Using the information:
a – In the article on mouthwashes and Sars-Cov-2, condense the paragraph beginning "High viral loads can be detected" into a short bulleted list that keeps its main facts.
b – Resume the article on mouthwashes and Sars-Cov-2, picking up after its last sentence.

Excerpted passage:
——

Sars-Cov-2 viruses can be inactivated using certain commercially available mouthwashes. This was demonstrated in cell culture experiments by virologists from Ruhr-Universität Bochum together with colleagues from Jena, Ulm, Duisburg-Essen, Nuremberg and Bremen.
High viral loads can be detected in the oral cavity and throat of some Covid-19 patients. The use of mouthwashes that are effective against Sars-Cov-2 could thus help to reduce the viral load and possibly the risk of coronavirus transmission over the short term. This could be useful, for example, prior to dental treatments. However, mouth rinses are not suitable for treating Covid-19 infections or protecting yourself against catching the virus.
The results of the study are described by the team headed by Toni Meister, Professor Stephanie Pfänder and Professor Eike Steinmann from the Bochum-based Molecular and Medical Virology research group in the Journal of Infectious Diseases. A review of laboratory results in clinical trials is pending.
Eight mouthwashes in a cell culture test
The researchers tested eight mouthwashes with different ingredients that are available in pharmacies or drugstores in Germany. They mixed each mouthwash with virus particles and an interfering substance, which was intended to recreate the effect of saliva in the mouth.
The mixture was then shaken for 30 seconds to simulate the effect of gargling. They then used Vero E6 cells, which are particularly receptive to Sars-Cov-2, to determine the virus titer. In order to assess the efficacy of the mouthwashes, the researchers also treated the virus suspensions with cell culture medium instead of the mouthwash before adding them to the cell culture.

——

Extracted entries:
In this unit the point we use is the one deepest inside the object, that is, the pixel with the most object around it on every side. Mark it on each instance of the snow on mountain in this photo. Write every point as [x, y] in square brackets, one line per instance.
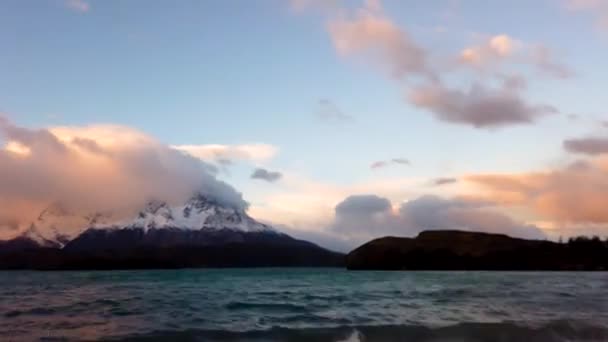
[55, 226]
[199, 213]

——

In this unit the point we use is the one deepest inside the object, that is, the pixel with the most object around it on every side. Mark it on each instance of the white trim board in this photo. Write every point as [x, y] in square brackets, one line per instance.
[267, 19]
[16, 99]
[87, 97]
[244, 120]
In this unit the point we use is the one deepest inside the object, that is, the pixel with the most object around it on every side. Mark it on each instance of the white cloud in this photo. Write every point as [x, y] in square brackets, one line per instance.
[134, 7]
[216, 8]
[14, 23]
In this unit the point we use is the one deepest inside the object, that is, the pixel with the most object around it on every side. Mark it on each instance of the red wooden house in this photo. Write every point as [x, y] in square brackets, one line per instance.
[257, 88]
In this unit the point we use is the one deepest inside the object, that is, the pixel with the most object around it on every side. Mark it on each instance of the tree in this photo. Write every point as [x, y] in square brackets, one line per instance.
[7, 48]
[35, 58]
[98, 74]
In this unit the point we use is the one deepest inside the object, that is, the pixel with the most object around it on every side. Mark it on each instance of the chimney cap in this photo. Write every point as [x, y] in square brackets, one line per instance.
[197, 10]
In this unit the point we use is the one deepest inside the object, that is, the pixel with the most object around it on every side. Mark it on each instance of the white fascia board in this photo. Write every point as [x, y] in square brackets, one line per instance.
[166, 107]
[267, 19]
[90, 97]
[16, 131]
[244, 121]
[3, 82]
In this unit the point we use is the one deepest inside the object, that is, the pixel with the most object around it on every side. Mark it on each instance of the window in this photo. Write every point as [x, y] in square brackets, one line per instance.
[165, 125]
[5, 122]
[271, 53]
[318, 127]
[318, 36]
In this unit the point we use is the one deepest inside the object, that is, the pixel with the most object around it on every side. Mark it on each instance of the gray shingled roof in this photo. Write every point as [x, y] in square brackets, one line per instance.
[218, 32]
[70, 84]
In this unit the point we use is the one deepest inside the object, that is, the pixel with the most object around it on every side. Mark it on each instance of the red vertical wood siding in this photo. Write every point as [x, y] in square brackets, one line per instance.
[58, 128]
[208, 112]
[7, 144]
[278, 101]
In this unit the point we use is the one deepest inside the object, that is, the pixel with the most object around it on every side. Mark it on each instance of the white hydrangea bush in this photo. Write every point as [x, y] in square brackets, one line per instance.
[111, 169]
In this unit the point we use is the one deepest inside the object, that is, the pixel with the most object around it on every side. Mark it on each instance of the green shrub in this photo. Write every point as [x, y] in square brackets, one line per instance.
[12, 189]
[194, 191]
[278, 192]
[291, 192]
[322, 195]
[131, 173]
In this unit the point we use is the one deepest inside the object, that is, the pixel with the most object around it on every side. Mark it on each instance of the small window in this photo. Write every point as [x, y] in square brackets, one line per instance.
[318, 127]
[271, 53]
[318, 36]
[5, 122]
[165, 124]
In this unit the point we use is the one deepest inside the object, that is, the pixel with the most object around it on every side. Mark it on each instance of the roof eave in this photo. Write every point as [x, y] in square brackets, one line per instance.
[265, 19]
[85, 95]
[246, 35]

——

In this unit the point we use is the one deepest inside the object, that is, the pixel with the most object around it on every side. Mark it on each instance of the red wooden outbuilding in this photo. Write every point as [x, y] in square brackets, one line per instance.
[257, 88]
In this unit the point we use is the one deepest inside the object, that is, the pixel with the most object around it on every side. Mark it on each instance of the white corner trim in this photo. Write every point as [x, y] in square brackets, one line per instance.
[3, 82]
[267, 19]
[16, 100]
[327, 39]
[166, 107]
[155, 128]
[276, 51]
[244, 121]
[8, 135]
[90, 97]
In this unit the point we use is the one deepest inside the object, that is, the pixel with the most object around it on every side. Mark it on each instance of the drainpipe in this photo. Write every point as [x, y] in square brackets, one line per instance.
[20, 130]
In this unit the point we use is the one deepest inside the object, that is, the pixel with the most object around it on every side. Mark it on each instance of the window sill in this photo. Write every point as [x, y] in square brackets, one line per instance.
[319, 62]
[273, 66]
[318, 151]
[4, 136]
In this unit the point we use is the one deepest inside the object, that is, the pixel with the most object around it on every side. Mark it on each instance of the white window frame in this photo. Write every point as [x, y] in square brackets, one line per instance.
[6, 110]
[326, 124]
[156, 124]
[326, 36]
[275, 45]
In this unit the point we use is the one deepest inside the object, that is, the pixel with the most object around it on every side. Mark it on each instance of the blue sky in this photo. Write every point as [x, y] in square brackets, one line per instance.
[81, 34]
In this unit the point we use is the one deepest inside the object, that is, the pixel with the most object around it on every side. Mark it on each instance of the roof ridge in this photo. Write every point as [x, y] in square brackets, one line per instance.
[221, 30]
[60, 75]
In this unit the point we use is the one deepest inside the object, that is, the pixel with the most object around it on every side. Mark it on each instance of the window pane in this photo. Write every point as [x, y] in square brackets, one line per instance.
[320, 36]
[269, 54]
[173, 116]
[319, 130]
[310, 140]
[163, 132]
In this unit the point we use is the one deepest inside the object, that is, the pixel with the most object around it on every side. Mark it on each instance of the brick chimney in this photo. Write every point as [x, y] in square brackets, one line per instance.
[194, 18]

——

Answers for this exercise:
a –
- Some Covid-19 patients carry high viral loads in the mouth and throat.
- Mouthwashes effective against Sars-Cov-2 could lower this load and possibly the short-term risk of transmission, for example before dental treatment.
- Mouth rinses cannot treat Covid-19 infections or protect against catching the virus.

b –
All of the tested preparations reduced the initial virus titer. Three mouthwashes reduced it to such an extent that no virus could be detected after an exposure time of 30 seconds. Whether this effect is confirmed in clinical practice and how long it lasts must be investigated in further studies.
The authors point out that mouthwashes are not suitable for treating Covid-19. “Gargling with a mouthwash cannot inhibit the production of viruses in the cells,” explains Toni Meister, “but could reduce the viral load in the short term where the greatest potential for infection comes from, namely in the oral cavity and throat – and this could be useful in certain situations, such as at the dentist or during the medical care of Covid-19 patients.”
Clinical studies in progress
The Bochum group is examining the possibilities of a clinical study on the efficacy of mouthwashes on Sars-Cov-2 viruses, during which the scientists want to test whether the effect can also be detected in patients and how long it lasts.
Similar studies are already underway in San Francisco; the Bochum team is in contact with the American researchers.